■ Reading text:
★ ★ ★ ★ ★ ★ ★

OpenMP loop runs code slower than serial loop

Question

I'm running this neat little gravity simulation and in serial execution it takes a little more than 4 minutes, when i parallelize one loop inside a it increases to about 7 minutes and if i try parallelizing more loops it increases to more than 20 minutes. I'm posting a slightly shortened version without some initializations but I think they don't matter. I'm posting the 7 minute version however with some comments where i wanted to add parallelization to loops. Thank you for helping me with my messy code.

#include <stdio.h>
#include <math.h>
#include <stdlib.h>
#include <string.h>
#include <omp.h>

#define numb 1000
int main(){
  double pos[numb][3],a[numb][3],a_local[3],v[numb][3];
  memset(v, 0.0, numb*3*sizeof(double));
  double richtung[3];
  double t,deltat=0.0,r12 = 0.0,endt=10.;
  unsigned seed;
  int tcount=0;
  #pragma omp parallel private(seed) shared(pos)
  {
    seed = 25235 + 16*omp_get_thread_num();
    #pragma omp for 
    for(int i=0;i<numb;i++){
      for(int j=0;j<3;j++){
        pos[i][j] = (double) (rand_r(&seed) % 100000 - 50000);
      }
    }
  }
  for(t=0.;t<endt;t+=deltat){
    printf("\r%le", t);
    tcount++;
    #pragma omp parallel for shared(pos,v)
    for(int id=0; id<numb; id++){
      for(int l=0;l<3;l++){
        pos[id][l] = pos[id][l]+(0.5*deltat*v[id][l]);
        v[id][l] = v[id][l]+a[id][l]*(deltat);
      }
    }
    memset(a, 0.0, numb*3*sizeof(double));
    memset(a_local, 0.0, 3*sizeof(double));
    #pragma omp parallel for private(r12,richtung) shared(a,pos)
    for(int id=0; id <numb; ++id){
      for(int id2=0; id2<id; id2++){
        for(int k=0;k<3;k++){
          r12 += sqrt((pos[id][k]-pos[id2][k])*(pos[id][k]-pos[id2][k]));
        }
        for(int k=0; k<3;k++){
          richtung[k] = (-1.e10)*(pos[id][k]-pos[id2][k])/r12;
          a[id][k] += richtung[k]/(((r12)*(r12)));
          a_local[k] += (-1.0)*richtung[k]/(((r12)*(r12)));
          #pragma omp critical
          {
            a[id2][k] += a_local[k];
          }
        }
        r12=0.0;
      }
    }
    #pragma omp parallel for shared(pos)

★ ★ ★ ★ ★ ★ ★

■ Extracted information:
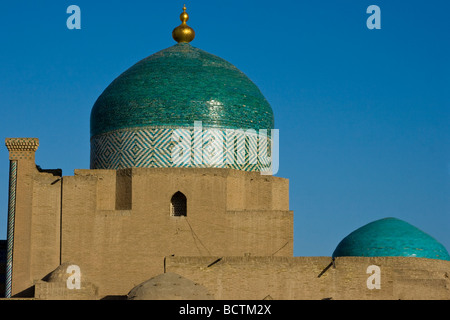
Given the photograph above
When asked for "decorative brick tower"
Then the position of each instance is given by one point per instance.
(21, 169)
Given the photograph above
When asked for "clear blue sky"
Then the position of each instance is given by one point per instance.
(363, 114)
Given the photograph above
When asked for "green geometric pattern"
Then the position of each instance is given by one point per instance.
(186, 147)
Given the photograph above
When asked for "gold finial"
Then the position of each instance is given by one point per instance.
(183, 33)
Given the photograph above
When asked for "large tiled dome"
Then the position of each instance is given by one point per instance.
(133, 119)
(177, 86)
(390, 237)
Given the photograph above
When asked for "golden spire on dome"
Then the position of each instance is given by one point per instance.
(183, 33)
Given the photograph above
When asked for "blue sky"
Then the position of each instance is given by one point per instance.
(363, 114)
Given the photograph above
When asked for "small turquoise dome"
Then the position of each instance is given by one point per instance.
(177, 86)
(390, 237)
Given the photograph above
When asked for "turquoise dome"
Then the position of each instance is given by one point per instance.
(390, 237)
(177, 86)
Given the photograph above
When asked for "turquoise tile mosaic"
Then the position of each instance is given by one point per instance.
(133, 120)
(390, 237)
(153, 148)
(177, 86)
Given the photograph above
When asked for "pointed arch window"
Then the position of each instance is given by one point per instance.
(178, 205)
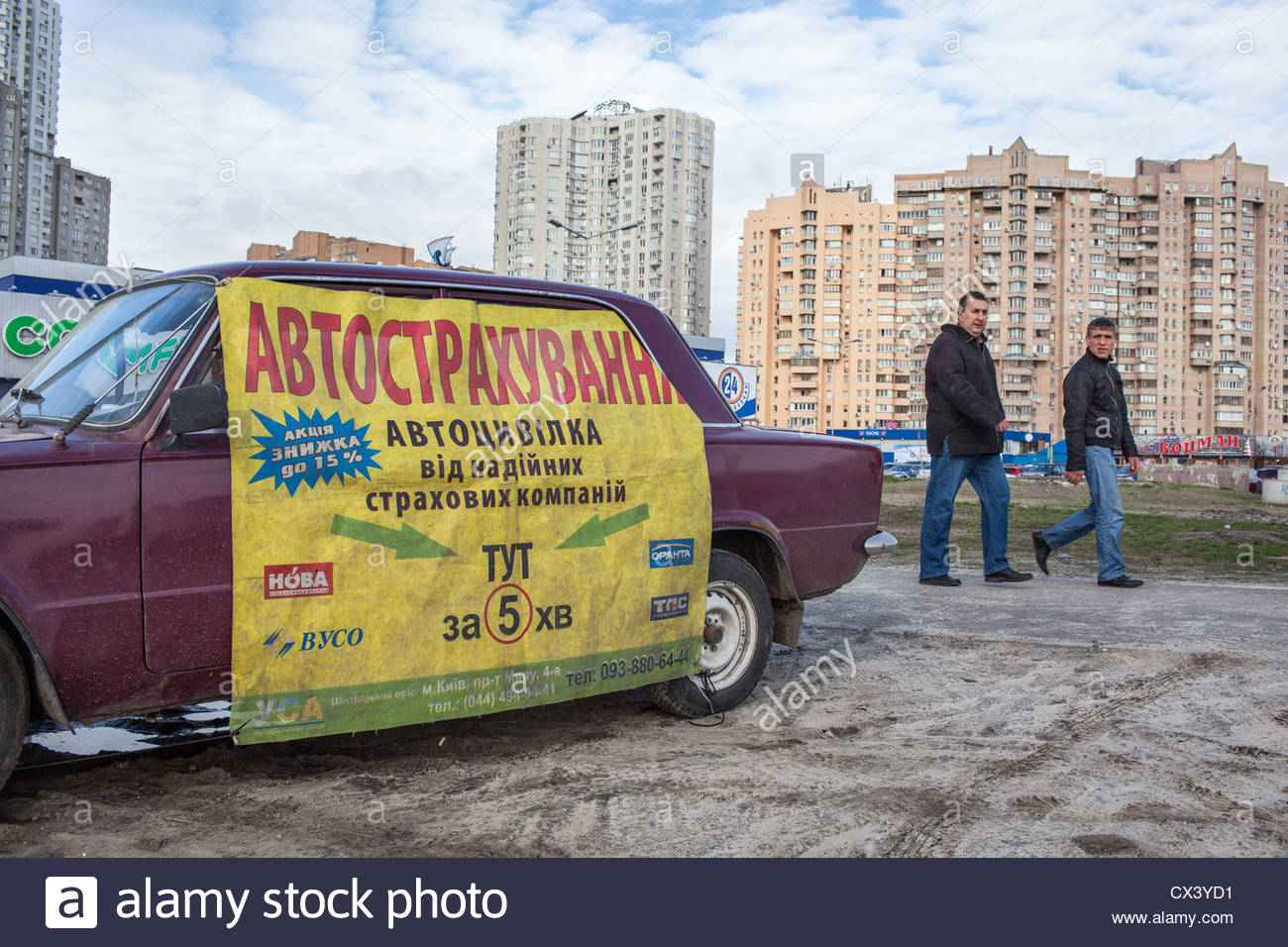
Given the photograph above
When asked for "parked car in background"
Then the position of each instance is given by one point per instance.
(124, 425)
(1266, 474)
(910, 470)
(1043, 470)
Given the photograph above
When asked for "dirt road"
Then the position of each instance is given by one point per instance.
(1051, 718)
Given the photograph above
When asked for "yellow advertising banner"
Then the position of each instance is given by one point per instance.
(446, 508)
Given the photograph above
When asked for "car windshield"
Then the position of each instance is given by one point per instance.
(116, 356)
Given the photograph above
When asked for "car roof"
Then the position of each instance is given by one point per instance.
(369, 272)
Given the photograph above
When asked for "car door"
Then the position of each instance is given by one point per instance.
(185, 541)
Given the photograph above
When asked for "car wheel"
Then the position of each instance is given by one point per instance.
(737, 634)
(13, 706)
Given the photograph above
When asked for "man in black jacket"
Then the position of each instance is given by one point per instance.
(1095, 425)
(964, 432)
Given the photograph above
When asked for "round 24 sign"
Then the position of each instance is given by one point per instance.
(737, 384)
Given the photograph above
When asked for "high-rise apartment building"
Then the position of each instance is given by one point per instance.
(812, 313)
(81, 205)
(1188, 257)
(34, 222)
(632, 191)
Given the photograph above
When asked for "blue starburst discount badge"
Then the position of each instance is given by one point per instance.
(308, 449)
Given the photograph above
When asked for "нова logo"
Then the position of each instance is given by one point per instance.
(299, 579)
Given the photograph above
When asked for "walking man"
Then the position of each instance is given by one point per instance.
(964, 432)
(1095, 425)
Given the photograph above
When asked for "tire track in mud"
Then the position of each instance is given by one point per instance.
(934, 835)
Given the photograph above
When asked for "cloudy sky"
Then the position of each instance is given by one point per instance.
(223, 124)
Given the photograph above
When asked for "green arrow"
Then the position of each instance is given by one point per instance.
(593, 530)
(407, 543)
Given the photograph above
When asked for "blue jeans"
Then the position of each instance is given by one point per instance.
(1104, 515)
(986, 474)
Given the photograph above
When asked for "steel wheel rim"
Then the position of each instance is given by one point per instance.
(732, 612)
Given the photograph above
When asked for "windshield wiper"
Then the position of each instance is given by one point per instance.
(75, 420)
(21, 394)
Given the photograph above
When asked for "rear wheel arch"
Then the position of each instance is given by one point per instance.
(763, 552)
(43, 697)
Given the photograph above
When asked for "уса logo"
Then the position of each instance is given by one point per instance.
(299, 579)
(669, 605)
(665, 553)
(287, 711)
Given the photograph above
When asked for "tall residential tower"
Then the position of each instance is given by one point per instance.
(48, 208)
(1188, 257)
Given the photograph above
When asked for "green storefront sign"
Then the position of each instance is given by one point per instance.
(27, 337)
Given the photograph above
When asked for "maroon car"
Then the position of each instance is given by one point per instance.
(116, 564)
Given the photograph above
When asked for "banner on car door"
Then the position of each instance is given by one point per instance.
(443, 508)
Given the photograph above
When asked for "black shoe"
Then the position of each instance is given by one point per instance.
(1041, 552)
(940, 579)
(1008, 575)
(1122, 582)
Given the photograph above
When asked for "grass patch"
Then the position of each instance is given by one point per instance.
(1222, 536)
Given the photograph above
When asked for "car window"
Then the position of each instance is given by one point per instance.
(116, 357)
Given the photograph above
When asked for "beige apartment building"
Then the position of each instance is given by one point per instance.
(631, 189)
(812, 312)
(1188, 257)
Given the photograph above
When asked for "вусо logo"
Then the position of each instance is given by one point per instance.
(664, 553)
(299, 579)
(669, 605)
(331, 639)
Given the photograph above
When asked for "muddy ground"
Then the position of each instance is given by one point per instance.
(1052, 718)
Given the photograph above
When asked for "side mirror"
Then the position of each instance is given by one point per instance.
(197, 407)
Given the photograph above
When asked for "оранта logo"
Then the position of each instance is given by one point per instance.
(669, 605)
(299, 579)
(71, 900)
(664, 553)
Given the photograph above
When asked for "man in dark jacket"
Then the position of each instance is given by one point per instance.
(1095, 425)
(964, 432)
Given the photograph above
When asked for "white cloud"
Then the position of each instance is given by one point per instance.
(398, 145)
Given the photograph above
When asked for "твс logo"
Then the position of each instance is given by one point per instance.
(299, 579)
(664, 553)
(669, 605)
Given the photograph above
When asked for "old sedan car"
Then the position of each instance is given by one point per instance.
(116, 570)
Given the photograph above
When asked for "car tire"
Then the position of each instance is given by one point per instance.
(741, 621)
(13, 706)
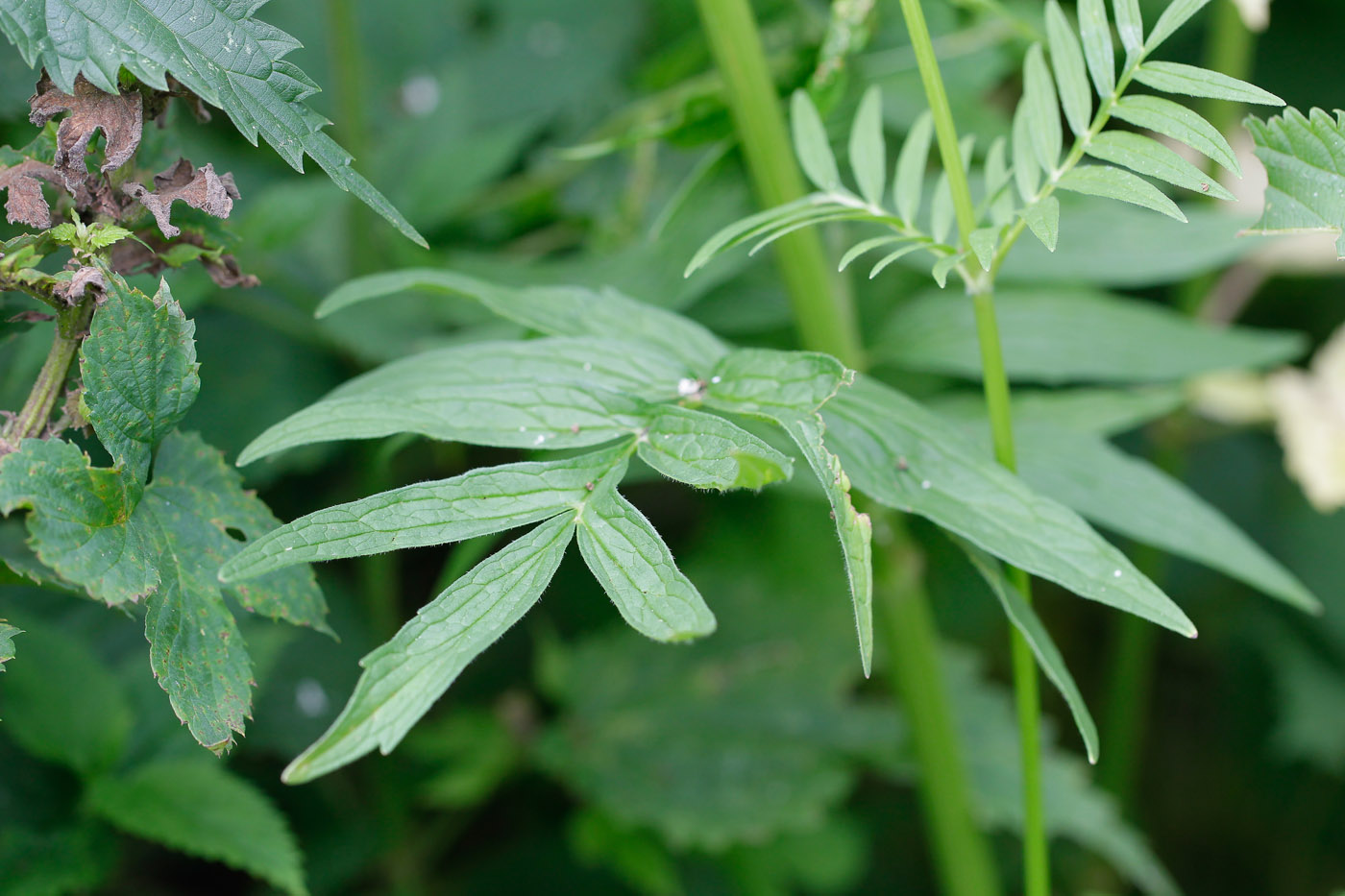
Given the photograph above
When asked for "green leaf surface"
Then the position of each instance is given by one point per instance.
(63, 704)
(1150, 157)
(811, 144)
(554, 311)
(164, 549)
(479, 502)
(1177, 121)
(1113, 183)
(138, 368)
(1129, 341)
(905, 458)
(853, 527)
(1039, 98)
(1136, 499)
(541, 393)
(1025, 619)
(1098, 51)
(868, 150)
(1066, 61)
(1130, 24)
(204, 811)
(404, 677)
(1305, 161)
(214, 47)
(709, 452)
(1042, 220)
(7, 634)
(638, 572)
(912, 160)
(1174, 16)
(773, 385)
(1192, 81)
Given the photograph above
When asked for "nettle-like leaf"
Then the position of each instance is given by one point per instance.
(217, 49)
(1073, 76)
(1305, 163)
(204, 811)
(615, 375)
(125, 540)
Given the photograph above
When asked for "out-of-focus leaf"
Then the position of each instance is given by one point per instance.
(905, 458)
(1305, 159)
(405, 675)
(202, 809)
(1127, 341)
(62, 704)
(638, 572)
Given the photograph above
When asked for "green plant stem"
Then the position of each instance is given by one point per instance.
(995, 381)
(820, 307)
(961, 856)
(826, 322)
(31, 422)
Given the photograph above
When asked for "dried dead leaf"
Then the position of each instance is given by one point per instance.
(117, 114)
(198, 187)
(26, 204)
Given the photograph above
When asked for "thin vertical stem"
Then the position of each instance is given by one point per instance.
(826, 322)
(1035, 845)
(822, 309)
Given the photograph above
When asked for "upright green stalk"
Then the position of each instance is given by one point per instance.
(826, 322)
(1035, 848)
(822, 309)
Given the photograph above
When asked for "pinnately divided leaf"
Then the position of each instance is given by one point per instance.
(214, 47)
(638, 572)
(1305, 159)
(479, 502)
(404, 677)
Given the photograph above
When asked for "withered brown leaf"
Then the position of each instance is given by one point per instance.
(198, 187)
(26, 204)
(117, 114)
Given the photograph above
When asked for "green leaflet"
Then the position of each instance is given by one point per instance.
(138, 368)
(1066, 61)
(7, 634)
(63, 705)
(854, 529)
(709, 452)
(1136, 499)
(1174, 77)
(404, 677)
(773, 385)
(868, 151)
(1113, 183)
(1025, 619)
(214, 47)
(202, 809)
(542, 393)
(167, 549)
(905, 458)
(1304, 157)
(1177, 121)
(479, 502)
(554, 311)
(638, 572)
(1150, 157)
(1129, 341)
(811, 144)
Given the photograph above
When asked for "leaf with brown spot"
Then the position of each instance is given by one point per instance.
(117, 114)
(198, 187)
(26, 204)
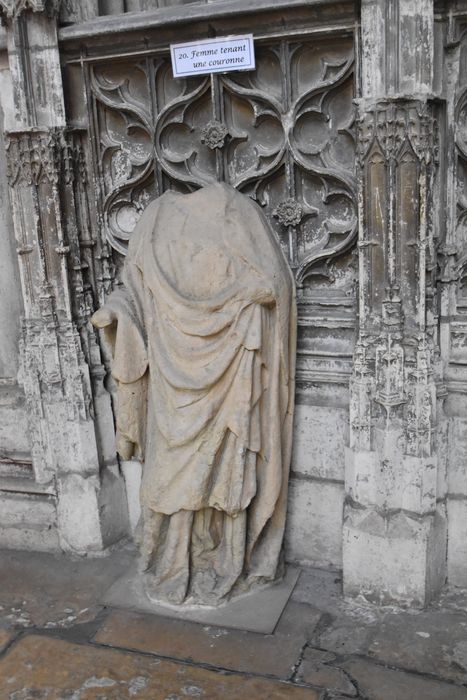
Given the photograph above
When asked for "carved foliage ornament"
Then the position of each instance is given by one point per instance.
(287, 142)
(289, 212)
(11, 9)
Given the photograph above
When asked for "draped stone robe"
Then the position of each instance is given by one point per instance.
(203, 335)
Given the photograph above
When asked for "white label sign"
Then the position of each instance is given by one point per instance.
(213, 56)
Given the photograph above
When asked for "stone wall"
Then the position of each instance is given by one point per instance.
(361, 122)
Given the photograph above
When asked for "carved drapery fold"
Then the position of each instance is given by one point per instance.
(393, 375)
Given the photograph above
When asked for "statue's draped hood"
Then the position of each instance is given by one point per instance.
(208, 307)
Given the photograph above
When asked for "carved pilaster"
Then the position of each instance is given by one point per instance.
(398, 151)
(61, 367)
(391, 464)
(12, 9)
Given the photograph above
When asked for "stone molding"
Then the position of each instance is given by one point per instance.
(12, 9)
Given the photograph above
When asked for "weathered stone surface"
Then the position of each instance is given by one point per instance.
(47, 590)
(194, 405)
(314, 524)
(315, 669)
(434, 642)
(259, 611)
(457, 541)
(379, 683)
(5, 637)
(40, 667)
(272, 655)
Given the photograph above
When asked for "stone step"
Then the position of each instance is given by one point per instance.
(17, 476)
(28, 521)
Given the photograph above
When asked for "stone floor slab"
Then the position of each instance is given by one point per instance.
(316, 669)
(255, 612)
(54, 590)
(5, 638)
(428, 642)
(50, 669)
(380, 683)
(273, 655)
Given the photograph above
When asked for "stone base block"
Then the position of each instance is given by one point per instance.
(393, 558)
(457, 542)
(258, 611)
(28, 522)
(314, 523)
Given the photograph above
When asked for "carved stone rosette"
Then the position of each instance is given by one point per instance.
(398, 150)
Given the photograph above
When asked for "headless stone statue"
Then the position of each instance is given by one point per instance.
(203, 337)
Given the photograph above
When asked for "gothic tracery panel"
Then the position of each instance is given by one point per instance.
(283, 134)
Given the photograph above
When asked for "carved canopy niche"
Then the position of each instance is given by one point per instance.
(283, 134)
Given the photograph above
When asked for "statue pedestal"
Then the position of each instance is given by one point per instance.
(258, 611)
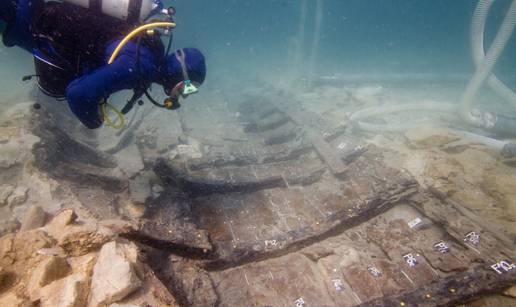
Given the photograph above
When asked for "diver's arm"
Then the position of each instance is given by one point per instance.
(85, 93)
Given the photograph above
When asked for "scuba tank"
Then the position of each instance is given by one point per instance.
(131, 11)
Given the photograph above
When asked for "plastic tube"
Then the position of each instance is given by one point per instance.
(484, 65)
(317, 38)
(478, 25)
(484, 69)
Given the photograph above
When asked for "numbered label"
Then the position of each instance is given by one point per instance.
(300, 302)
(473, 238)
(442, 247)
(271, 243)
(337, 283)
(415, 222)
(503, 267)
(374, 271)
(411, 260)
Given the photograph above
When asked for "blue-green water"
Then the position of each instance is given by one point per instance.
(356, 36)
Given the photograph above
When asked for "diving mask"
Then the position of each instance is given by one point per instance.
(186, 87)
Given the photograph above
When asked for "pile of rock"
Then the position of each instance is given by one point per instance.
(68, 262)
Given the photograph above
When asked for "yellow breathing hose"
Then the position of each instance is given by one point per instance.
(120, 122)
(136, 32)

★ ★ ★ ★ ★ ★ ★

■ Stated task 1: In the OpenMP question, how long does the simulation take when it runs serially?
■ Stated task 2: List every line of the records that contains the string "black", matching case exactly.

■ Written solution 1: A little more than 4 minutes.

■ Written solution 2:
When asked for "man in black jacket"
When asked for "black shoe"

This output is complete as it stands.